■ SELECTED EXCERPT ■
_ _ _
Progressive aldermen and the union representing Chicago Public Library employees urged city officials on Thursday to allow library workers to get the COVID-19 vaccine at the same time as other front-line essential workers in Chicago.
AFSCME Council 31, which represents about 1,000 library employees, has repeatedly asked Mayor Lori Lightfoot to close the city’s 80 branch libraries during the pandemic to prevent COVID-19 from infecting employees.
However, Lightfoot has kept the libraries open, saying they are a crucial resource for Chicagoans during the pandemic that has closed schools for nearly 11 months.
If the mayor insists on keeping the libraries open, employees should be eligible for the vaccine along with teachers and other front-line essential workers, union leaders, employees and aldermen said.
“Considering library staff essential workers in name only is completely demoralizing,” said Corina Pedraza, a Chicago Public Library associate. “Library workers are frightened they will get COVID-19 and infect their loved ones. We are left wondering when, if ever, we will be treated with dignity by the city we’ve risked our health to serve during the pandemic.”
_ _ _
■ PROVIDED DATA ■
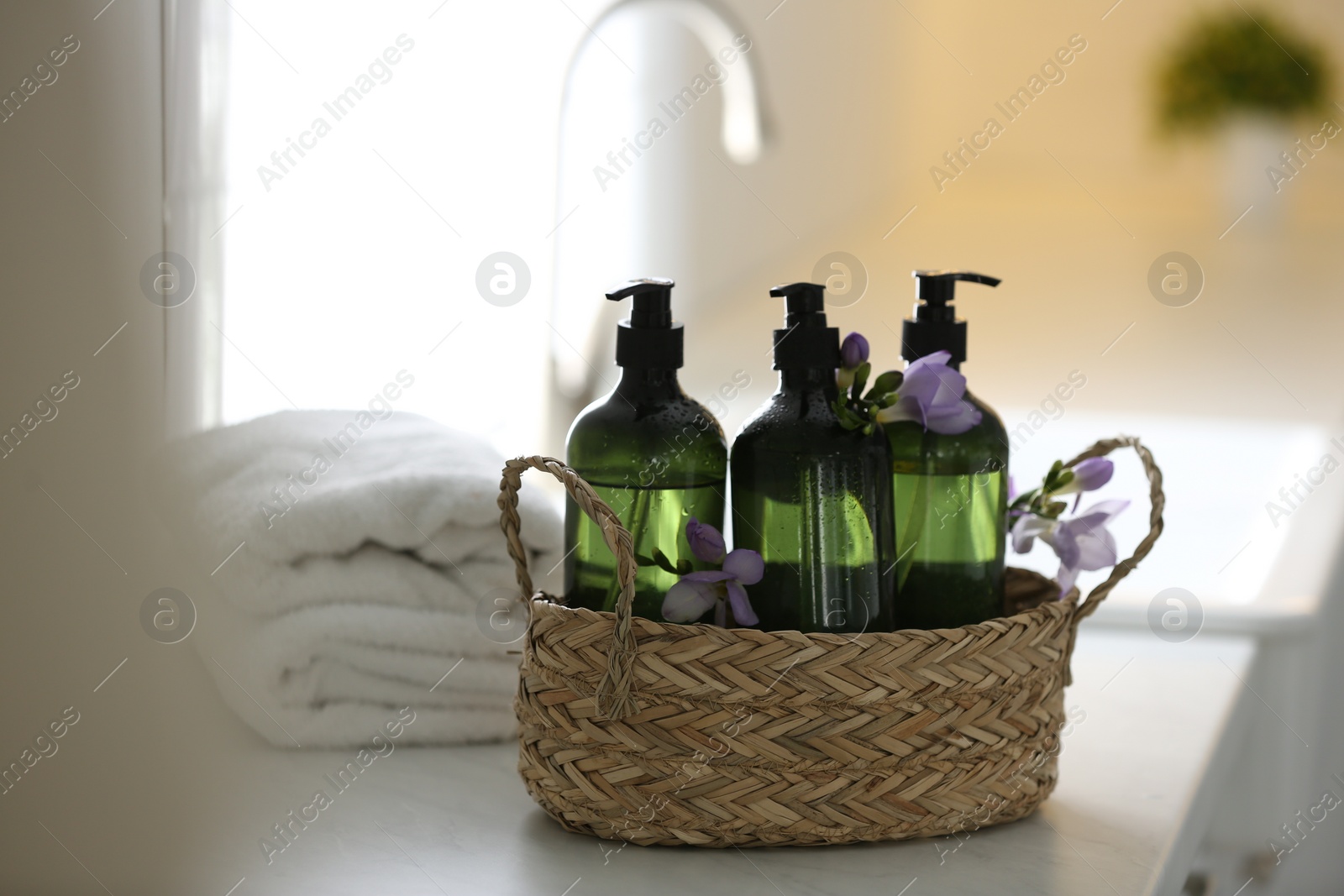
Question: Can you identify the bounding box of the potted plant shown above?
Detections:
[1158,4,1331,222]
_ _ _
■ AIM OF THE EXERCISE ■
Copy out the whole article about library workers and COVID-19 vaccines, word for word. The lines have nothing to do with the text.

■ RESULT ■
Progressive aldermen and the union representing Chicago Public Library employees urged city officials on Thursday to allow library workers to get the COVID-19 vaccine at the same time as other front-line essential workers in Chicago.
AFSCME Council 31, which represents about 1,000 library employees, has repeatedly asked Mayor Lori Lightfoot to close the city’s 80 branch libraries during the pandemic to prevent COVID-19 from infecting employees.
However, Lightfoot has kept the libraries open, saying they are a crucial resource for Chicagoans during the pandemic that has closed schools for nearly 11 months.
If the mayor insists on keeping the libraries open, employees should be eligible for the vaccine along with teachers and other front-line essential workers, union leaders, employees and aldermen said.
“Considering library staff essential workers in name only is completely demoralizing,” said Corina Pedraza, a Chicago Public Library associate. “Library workers are frightened they will get COVID-19 and infect their loved ones. We are left wondering when, if ever, we will be treated with dignity by the city we’ve risked our health to serve during the pandemic.”